Required work:
Go through the listing and count the lines with "temple" in them; write only the number.

*** Opening of Exercise input ***

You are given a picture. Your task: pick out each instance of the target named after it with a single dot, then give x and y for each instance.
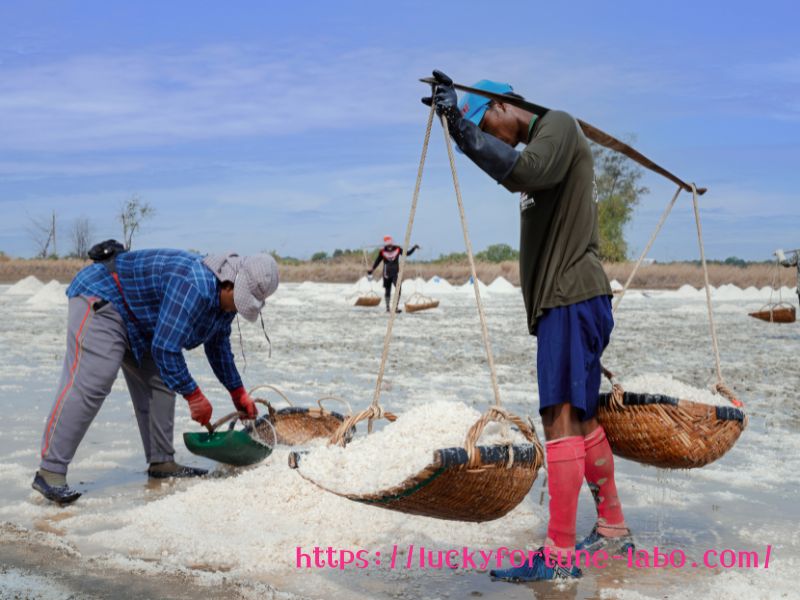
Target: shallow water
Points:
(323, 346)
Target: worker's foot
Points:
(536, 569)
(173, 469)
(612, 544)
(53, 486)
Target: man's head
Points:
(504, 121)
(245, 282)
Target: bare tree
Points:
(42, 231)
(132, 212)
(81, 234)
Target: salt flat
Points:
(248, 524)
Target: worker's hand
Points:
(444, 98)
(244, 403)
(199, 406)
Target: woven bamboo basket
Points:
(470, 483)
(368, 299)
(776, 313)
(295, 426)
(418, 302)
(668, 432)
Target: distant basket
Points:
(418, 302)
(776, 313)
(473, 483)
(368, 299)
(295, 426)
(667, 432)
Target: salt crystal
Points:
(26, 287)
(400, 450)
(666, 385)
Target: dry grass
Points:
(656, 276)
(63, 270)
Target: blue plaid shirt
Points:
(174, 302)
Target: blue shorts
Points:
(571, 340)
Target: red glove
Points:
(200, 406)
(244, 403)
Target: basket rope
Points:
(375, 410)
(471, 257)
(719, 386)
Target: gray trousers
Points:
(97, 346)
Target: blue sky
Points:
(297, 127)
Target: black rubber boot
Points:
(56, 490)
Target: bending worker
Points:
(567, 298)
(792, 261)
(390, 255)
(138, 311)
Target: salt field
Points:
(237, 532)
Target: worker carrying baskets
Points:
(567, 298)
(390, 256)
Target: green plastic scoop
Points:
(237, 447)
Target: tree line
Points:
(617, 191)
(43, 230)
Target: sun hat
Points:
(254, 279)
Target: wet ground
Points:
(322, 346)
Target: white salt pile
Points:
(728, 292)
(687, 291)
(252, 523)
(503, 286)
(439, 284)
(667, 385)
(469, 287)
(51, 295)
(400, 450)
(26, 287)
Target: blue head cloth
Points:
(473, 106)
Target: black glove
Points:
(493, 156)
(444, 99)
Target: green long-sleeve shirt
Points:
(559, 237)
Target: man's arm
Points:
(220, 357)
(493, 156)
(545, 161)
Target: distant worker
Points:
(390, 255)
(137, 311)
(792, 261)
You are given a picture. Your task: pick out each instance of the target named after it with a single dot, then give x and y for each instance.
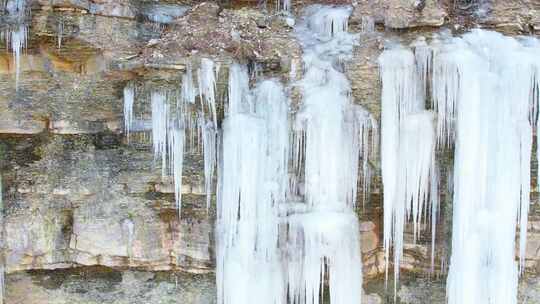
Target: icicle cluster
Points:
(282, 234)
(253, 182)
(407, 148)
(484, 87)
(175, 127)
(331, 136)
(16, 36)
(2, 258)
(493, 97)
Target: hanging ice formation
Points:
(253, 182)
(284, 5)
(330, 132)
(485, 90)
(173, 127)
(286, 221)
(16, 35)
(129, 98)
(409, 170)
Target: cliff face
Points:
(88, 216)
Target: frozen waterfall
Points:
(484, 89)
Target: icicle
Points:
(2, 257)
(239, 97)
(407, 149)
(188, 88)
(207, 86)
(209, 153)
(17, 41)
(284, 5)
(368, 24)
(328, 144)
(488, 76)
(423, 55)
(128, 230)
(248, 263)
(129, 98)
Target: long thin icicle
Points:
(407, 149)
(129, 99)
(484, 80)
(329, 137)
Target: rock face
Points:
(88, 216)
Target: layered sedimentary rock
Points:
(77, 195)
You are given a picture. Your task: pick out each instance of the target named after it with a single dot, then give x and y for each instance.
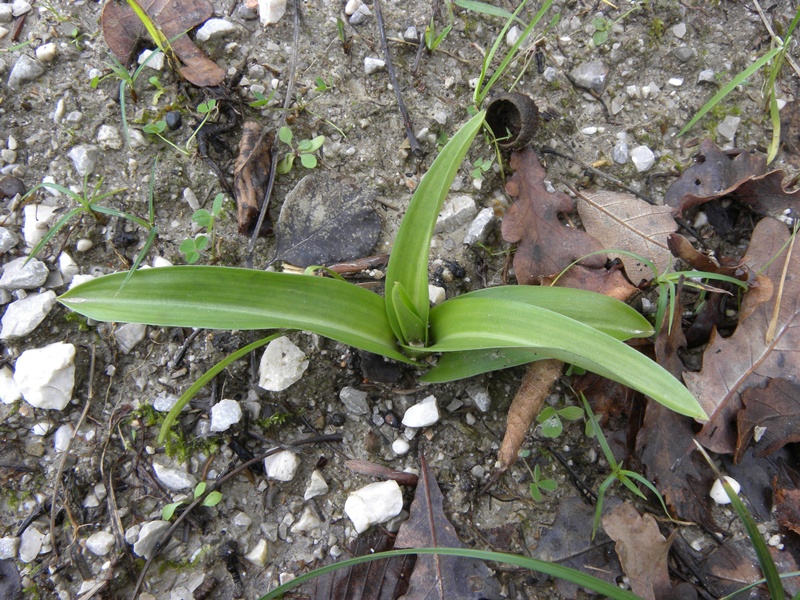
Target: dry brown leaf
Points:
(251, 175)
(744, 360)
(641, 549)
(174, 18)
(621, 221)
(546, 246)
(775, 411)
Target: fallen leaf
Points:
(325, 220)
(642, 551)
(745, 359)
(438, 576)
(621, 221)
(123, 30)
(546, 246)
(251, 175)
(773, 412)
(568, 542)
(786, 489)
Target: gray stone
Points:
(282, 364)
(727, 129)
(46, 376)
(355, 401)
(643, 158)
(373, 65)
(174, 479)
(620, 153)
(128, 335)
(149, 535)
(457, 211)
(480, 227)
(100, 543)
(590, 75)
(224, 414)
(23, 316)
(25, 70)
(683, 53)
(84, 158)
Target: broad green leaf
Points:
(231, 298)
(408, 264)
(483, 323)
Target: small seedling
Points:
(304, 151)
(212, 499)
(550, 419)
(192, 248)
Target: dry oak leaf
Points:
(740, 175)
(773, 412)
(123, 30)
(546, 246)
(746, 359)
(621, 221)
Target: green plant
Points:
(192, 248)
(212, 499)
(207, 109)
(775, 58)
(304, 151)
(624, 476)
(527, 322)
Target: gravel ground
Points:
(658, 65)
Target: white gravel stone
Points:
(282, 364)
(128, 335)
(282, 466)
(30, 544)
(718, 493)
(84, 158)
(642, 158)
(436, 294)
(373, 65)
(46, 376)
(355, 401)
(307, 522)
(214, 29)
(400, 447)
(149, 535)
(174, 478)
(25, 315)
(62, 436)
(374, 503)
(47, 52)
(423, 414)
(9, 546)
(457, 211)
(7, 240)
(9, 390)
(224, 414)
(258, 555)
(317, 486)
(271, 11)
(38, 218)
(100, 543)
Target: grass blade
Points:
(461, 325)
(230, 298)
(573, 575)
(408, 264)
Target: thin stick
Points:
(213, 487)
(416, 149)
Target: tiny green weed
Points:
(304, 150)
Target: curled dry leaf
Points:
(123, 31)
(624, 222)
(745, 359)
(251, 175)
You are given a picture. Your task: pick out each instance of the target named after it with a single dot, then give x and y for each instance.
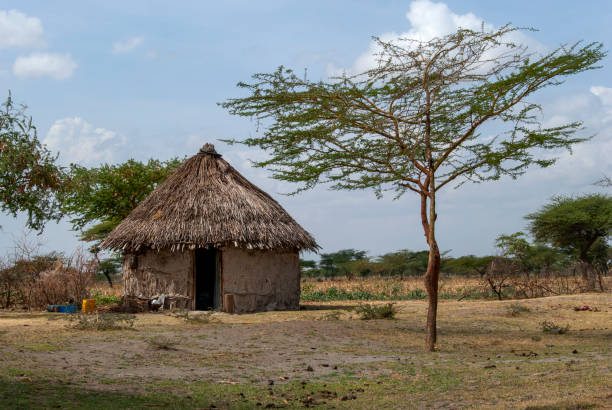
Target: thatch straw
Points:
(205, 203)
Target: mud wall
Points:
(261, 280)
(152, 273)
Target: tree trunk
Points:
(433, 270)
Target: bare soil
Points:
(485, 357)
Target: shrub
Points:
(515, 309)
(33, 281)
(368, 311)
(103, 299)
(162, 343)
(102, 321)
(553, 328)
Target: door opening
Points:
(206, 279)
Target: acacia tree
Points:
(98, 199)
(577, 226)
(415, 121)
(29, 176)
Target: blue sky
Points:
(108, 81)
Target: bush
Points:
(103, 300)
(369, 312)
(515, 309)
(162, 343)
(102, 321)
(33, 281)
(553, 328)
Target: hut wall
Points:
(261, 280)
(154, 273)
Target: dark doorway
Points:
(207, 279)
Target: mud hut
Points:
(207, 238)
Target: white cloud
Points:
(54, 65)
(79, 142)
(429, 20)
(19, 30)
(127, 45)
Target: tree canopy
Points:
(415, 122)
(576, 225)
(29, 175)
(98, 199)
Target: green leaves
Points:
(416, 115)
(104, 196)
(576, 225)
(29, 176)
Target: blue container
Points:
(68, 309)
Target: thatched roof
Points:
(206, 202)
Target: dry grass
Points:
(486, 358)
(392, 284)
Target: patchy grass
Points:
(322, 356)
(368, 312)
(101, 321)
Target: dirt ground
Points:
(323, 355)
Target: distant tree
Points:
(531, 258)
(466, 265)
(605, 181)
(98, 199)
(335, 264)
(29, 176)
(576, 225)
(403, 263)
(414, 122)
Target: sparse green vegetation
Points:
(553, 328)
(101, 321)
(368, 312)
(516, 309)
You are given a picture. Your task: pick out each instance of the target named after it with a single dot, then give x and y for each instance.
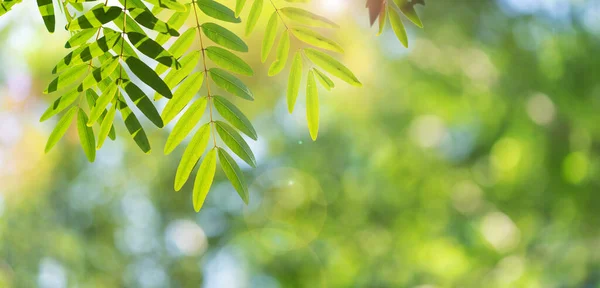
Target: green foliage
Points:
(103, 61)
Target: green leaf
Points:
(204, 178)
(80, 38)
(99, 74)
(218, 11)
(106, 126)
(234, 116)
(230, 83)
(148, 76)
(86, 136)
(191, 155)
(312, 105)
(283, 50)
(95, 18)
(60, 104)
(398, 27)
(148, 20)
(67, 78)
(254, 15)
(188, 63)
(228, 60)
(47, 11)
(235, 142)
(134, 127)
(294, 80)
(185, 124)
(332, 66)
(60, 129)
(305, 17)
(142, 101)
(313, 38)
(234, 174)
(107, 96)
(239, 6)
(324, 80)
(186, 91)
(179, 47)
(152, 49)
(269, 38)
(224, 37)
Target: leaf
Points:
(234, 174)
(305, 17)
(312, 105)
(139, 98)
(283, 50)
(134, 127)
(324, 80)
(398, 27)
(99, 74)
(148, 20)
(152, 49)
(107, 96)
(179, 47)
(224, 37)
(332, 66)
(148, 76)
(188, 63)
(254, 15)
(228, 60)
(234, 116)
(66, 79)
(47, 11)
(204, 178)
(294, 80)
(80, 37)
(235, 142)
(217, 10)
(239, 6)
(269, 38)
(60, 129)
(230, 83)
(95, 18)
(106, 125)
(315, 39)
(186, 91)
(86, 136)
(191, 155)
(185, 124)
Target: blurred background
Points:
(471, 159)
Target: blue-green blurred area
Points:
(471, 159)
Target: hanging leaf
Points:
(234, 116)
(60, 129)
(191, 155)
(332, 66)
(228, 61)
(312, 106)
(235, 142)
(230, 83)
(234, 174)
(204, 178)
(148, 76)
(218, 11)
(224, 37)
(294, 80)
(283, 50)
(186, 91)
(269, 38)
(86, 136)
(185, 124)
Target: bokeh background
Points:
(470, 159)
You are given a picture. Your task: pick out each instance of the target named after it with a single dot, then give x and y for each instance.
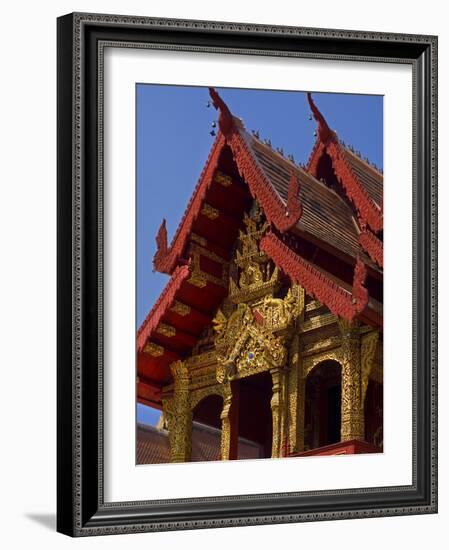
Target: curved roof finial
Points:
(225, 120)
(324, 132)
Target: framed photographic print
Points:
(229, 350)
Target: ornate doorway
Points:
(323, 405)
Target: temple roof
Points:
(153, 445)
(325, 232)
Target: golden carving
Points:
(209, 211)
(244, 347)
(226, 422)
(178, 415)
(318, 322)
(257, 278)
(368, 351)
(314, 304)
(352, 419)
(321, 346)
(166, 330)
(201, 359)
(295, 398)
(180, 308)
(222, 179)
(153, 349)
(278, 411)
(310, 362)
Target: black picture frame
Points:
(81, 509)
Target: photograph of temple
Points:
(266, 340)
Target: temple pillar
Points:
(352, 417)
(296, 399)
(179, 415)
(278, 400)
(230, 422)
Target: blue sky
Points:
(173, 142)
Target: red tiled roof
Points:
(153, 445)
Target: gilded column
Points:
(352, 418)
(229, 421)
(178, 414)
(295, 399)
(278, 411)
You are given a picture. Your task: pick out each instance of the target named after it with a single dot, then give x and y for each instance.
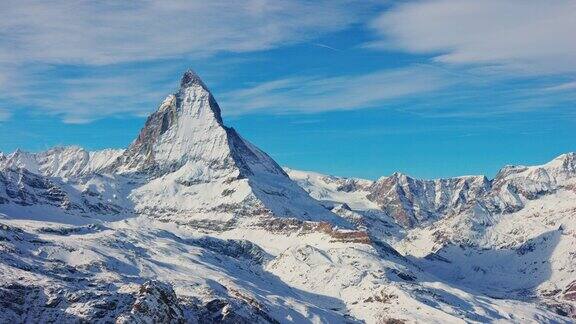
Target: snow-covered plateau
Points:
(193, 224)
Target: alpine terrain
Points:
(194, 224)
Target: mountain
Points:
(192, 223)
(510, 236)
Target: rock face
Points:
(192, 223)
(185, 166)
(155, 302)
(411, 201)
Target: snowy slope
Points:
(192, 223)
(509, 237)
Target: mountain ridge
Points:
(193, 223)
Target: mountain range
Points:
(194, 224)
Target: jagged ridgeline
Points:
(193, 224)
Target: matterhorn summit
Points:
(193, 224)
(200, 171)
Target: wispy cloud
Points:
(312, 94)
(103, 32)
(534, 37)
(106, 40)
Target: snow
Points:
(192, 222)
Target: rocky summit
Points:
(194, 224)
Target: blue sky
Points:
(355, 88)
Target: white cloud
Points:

*** Close of Exercise input ***

Exercise response:
3